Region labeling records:
::::

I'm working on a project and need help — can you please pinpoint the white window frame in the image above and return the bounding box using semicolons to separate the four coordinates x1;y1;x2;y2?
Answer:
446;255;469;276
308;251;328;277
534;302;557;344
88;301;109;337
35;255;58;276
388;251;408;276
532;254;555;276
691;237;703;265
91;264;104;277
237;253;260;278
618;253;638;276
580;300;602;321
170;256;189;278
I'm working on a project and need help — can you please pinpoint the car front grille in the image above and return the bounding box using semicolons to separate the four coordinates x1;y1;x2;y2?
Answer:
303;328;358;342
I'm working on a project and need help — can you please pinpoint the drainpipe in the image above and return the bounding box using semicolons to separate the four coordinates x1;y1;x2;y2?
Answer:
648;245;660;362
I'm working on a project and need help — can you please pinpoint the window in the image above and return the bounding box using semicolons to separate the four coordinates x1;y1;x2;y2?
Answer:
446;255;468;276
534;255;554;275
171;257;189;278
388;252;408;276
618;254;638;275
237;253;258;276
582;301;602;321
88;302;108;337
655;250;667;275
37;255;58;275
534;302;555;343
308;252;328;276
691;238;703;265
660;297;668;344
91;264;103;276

::::

Report every line in the region labeling records that contains the word "window", copying each such line in full.

## Task solution
I'm working on a project and need help — can you please pinpoint the white window frame in the image above and return the bounding box using semicolons to separate the four coordinates x1;y1;x2;y2?
I'm working on a project and need help — can you please pinpoint the window in the image above and return the bounding box using semicolons to separate the four coordinates x1;y1;x2;y2?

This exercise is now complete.